'''

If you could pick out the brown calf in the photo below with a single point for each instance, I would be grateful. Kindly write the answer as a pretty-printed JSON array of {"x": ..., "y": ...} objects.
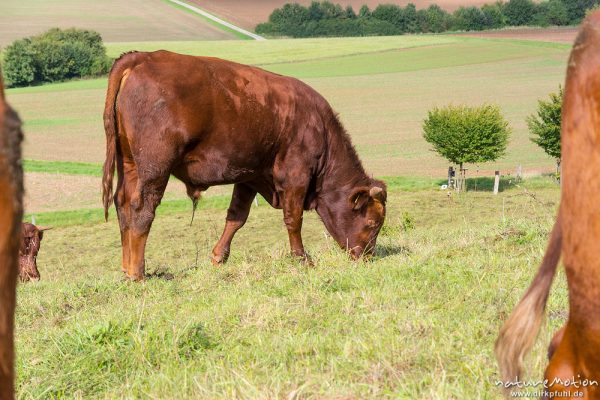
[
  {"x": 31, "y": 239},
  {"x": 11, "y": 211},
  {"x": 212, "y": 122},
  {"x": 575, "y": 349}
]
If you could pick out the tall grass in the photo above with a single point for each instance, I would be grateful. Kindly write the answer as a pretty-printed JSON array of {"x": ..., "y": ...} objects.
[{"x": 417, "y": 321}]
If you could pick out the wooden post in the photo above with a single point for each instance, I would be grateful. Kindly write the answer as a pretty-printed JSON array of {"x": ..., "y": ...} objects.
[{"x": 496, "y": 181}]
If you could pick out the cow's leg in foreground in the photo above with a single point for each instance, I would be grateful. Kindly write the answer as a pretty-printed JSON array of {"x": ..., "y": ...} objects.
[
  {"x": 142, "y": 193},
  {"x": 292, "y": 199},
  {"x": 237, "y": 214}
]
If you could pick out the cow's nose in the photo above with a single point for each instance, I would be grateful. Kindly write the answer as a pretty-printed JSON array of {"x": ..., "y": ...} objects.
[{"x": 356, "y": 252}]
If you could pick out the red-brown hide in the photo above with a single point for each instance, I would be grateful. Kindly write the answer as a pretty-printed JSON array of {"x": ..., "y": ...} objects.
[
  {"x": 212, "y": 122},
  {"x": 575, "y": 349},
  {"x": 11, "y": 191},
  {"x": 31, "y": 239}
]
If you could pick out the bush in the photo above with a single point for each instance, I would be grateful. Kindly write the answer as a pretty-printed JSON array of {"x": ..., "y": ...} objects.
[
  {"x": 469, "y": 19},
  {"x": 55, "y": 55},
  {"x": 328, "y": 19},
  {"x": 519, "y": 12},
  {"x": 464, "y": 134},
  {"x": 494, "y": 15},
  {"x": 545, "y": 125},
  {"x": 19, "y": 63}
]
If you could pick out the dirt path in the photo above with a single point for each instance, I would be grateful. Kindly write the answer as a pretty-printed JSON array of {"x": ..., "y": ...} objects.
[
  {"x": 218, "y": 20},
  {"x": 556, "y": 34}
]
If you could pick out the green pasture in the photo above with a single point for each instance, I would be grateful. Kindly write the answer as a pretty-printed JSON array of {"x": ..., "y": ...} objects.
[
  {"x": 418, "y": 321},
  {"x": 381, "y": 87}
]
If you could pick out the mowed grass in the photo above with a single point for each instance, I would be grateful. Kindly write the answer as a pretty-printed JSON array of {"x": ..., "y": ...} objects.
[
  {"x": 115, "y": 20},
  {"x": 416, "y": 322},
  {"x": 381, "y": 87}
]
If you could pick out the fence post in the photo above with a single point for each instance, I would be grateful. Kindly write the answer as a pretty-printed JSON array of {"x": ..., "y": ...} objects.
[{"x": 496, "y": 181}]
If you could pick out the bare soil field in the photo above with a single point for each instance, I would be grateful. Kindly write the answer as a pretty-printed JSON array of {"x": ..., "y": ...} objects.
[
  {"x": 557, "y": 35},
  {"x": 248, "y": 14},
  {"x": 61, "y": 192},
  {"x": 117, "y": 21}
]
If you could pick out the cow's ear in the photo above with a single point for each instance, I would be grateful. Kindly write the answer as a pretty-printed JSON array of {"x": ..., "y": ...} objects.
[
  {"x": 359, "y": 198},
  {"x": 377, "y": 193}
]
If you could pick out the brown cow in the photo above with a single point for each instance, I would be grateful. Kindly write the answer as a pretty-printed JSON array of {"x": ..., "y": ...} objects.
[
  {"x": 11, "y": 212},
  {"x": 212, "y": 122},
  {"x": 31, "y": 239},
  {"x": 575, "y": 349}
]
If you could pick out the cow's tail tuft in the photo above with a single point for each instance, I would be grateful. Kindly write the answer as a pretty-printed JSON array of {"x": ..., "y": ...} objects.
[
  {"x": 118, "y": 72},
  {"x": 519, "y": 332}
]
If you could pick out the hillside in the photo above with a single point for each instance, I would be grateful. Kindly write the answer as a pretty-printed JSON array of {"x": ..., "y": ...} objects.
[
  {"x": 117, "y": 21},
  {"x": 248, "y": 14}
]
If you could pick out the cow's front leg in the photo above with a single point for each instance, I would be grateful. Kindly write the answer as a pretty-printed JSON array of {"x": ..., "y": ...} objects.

'''

● **WORK INSTRUCTION**
Line by line, print the records exactly, leaving the pictures behind.

● **WRITTEN REPLY**
If you could pick out the brown calf in the photo below with a single point for each instance, I would be grateful. Kindly write the answer as a pretty-printed JSON array of {"x": ..., "y": ...} objects.
[
  {"x": 31, "y": 239},
  {"x": 11, "y": 211},
  {"x": 212, "y": 122},
  {"x": 575, "y": 349}
]
If you could pick out the tall grass in the photo above with a single point for each instance, I would be grateful. Kindly write the answer as a pretty-printed JSON array of {"x": ..., "y": ...} objects.
[{"x": 417, "y": 321}]
If you could pick out the wooden post in the photo above with a single point for each instance, I would be grateful. Kindly write the answer as a pretty-printed JSON array of {"x": ..., "y": ...} objects.
[{"x": 496, "y": 181}]
If you could pick out the cow's leg in foreground in the photo above with a single point for each instance, I would be grateful. Kindly write the answer as a pretty-printed JSON array of {"x": ..., "y": ...} objects.
[
  {"x": 142, "y": 193},
  {"x": 292, "y": 199},
  {"x": 237, "y": 214}
]
If you could pick out the cow's nose in the photo above with a single point for each instance, I would be grateful. Kindly write the answer as a pretty-printed JSON array of {"x": ..., "y": ...} objects.
[{"x": 356, "y": 252}]
If you could pick out the red-brown hide in the photo above with a single point for each instance, I would be grateful. Kindly write the answer as a pretty-printed JSON array of {"x": ..., "y": ...} objects.
[
  {"x": 212, "y": 122},
  {"x": 575, "y": 349},
  {"x": 11, "y": 191},
  {"x": 31, "y": 239}
]
If you could pick out the bush in the photo above with a single point for each instance, I would be grateful. Kindly write the answer as a pretty-printed JSON array of {"x": ..., "y": ...} objects.
[
  {"x": 469, "y": 19},
  {"x": 55, "y": 55},
  {"x": 328, "y": 19},
  {"x": 519, "y": 12},
  {"x": 464, "y": 134},
  {"x": 494, "y": 15},
  {"x": 545, "y": 125},
  {"x": 19, "y": 63}
]
If you could pick out the dirt path in the photo above with a single point for each instance, I would be grateful. Kindly write the answer as a pretty-printed JSON array of {"x": ..., "y": ...} objects.
[
  {"x": 218, "y": 20},
  {"x": 556, "y": 34}
]
If you could pick out the green pasture in the photo above with a single point for each instance, I would be grateful. Kindly write the answer as a pretty-printed JSON array of {"x": ..., "y": ...} objects.
[
  {"x": 418, "y": 321},
  {"x": 381, "y": 87}
]
If you could pick out the mowed grass in the photo above with a single point for each instance, I would be grateful. Kindly write the answer as a pretty-printed JSON array of {"x": ..., "y": ...} objects.
[
  {"x": 115, "y": 20},
  {"x": 416, "y": 322},
  {"x": 381, "y": 87}
]
If you could pick out the fence post in the photo above with a single point for each instance, I would be grateful. Kindly write the answer as a pretty-printed JSON array of {"x": ..., "y": ...} objects.
[{"x": 496, "y": 181}]
If you could pick out the bare soil field in the photo above with a single point for each instance, I would be grateful. Kindly write the answer as a pretty-printed JSON array of {"x": ..., "y": ...} objects.
[
  {"x": 557, "y": 35},
  {"x": 248, "y": 14},
  {"x": 61, "y": 192},
  {"x": 117, "y": 21}
]
If you could pick out the cow's ear in the photo above with a single point for each instance, I would be grateful. Kindly write the answer as a pretty-printed JSON array of {"x": ..., "y": ...} objects.
[
  {"x": 359, "y": 198},
  {"x": 377, "y": 193}
]
If you could pick out the brown cow in the photo above with a single point for each instance, I would be grateful. Kindly write the answer as a pretty-printed JSON array of {"x": ..., "y": ...} objects.
[
  {"x": 11, "y": 212},
  {"x": 212, "y": 122},
  {"x": 31, "y": 239},
  {"x": 575, "y": 349}
]
If you could pick out the cow's tail tuft in the photo above with a single point for each instance, I would be grateful. Kindly write the answer as a pretty-printed JSON array of {"x": ..., "y": ...} objects.
[
  {"x": 118, "y": 72},
  {"x": 519, "y": 332}
]
If you could pick out the hillside in the photo above with a single point for each instance, I would be grateful. Kindly write the answer as a pretty-printed JSON array of {"x": ..., "y": ...} objects.
[
  {"x": 117, "y": 21},
  {"x": 248, "y": 14}
]
If you could pick out the cow's front leg in the photo above with a single point for each instance, I would be grateful. Kindly write the answer as a pretty-printed JSON array of {"x": ..., "y": ...} objects.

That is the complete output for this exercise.